### Excerpt provided:
## Start
By: Gilberto López y Rivas /Part 2
In the First World War there is an identification between the principle of nationalities and the right of peoples to align themselves, fundamentally through the Bolsheviks’ theory of political action, on the one hand, and on the other hand, the theory of US president Woodrow Wilson, who interprets this principle within the variant of self-government; that is, as the right of the governed to have a government that has their consent. Self-determination for Wilson is a synonym for popular sovereignty, which in the context of US tradition had a totally different meaning from the one that millions of people would give it in those years of war, for whom self-determination meant, more than anything, national independence. Wilson’s involuntary contribution to the history of self-determination, as an ideological resource of international relations in conflict, takes place in the context of the First World War, which represents the entry of the United States into the European political arena and the start of its preeminence in the international arena, without this preventing him from intervening militarily in Mexico, Cuba, Panama, Nicaragua, Haiti and the Dominican Republic.
## End
### Given problem a:
Tally the lines of the records that contain the string "vest", treating uppercase and lowercase as different, and give only the number.
The passage and the records are unrelated to each other.

### Excerpted data:
## Start
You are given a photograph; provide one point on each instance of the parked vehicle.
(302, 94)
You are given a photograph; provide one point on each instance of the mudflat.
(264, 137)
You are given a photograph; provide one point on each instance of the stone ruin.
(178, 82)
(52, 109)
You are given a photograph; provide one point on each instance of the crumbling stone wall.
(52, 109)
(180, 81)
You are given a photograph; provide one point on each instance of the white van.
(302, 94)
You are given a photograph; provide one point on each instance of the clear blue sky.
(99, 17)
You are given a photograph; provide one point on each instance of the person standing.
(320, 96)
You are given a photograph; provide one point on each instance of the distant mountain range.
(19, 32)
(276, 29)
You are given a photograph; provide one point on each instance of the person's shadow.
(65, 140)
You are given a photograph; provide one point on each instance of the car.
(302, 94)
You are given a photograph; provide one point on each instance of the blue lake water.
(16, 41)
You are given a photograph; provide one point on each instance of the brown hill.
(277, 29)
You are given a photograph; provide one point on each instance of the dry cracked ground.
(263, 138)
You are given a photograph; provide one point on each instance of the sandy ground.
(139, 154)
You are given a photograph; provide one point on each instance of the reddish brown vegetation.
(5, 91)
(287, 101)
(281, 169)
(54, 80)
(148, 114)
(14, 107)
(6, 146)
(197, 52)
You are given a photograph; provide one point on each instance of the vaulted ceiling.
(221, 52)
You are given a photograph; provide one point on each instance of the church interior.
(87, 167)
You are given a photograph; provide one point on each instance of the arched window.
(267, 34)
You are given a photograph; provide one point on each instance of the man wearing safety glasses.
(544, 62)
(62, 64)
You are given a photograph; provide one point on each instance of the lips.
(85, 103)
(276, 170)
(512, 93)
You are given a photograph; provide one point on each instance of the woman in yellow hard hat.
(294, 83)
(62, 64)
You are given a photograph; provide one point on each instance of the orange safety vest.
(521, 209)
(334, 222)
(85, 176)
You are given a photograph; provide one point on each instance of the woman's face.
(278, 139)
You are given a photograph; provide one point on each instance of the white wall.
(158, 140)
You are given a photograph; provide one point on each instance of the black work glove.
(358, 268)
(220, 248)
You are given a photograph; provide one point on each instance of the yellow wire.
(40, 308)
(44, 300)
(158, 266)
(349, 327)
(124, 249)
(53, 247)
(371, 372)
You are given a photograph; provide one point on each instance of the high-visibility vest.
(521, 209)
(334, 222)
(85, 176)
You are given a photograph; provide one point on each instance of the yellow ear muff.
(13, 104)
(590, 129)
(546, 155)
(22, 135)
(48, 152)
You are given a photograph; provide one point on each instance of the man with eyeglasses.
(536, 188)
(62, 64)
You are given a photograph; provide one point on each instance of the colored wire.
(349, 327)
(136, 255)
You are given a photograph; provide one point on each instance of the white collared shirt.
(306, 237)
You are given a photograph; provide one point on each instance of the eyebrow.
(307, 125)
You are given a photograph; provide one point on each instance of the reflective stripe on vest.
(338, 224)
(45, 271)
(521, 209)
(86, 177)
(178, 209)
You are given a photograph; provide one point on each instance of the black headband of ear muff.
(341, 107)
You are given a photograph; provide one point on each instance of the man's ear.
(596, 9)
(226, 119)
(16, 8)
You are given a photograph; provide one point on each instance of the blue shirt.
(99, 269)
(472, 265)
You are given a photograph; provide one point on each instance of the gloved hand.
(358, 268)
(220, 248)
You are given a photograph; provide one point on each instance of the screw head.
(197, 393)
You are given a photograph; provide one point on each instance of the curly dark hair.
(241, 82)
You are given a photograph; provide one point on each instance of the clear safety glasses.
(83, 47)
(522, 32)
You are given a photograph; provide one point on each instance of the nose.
## End
### Given problem b:
Write out the whole passage on self-determination in the First World War word for word.

### Exercise answer a:
3

### Exercise answer b:
By: Gilberto López y Rivas /Part 2
In the First World War there is an identification between the principle of nationalities and the right of peoples to align themselves, fundamentally through the Bolsheviks’ theory of political action, on the one hand, and on the other hand, the theory of US president Woodrow Wilson, who interprets this principle within the variant of self-government; that is, as the right of the governed to have a government that has their consent. Self-determination for Wilson is a synonym for popular sovereignty, which in the context of US tradition had a totally different meaning from the one that millions of people would give it in those years of war, for whom self-determination meant, more than anything, national independence. Wilson’s involuntary contribution to the history of self-determination, as an ideological resource of international relations in conflict, takes place in the context of the First World War, which represents the entry of the United States into the European political arena and the start of its preeminence in the international arena, without this preventing him from intervening militarily in Mexico, Cuba, Panama, Nicaragua, Haiti and the Dominican Republic.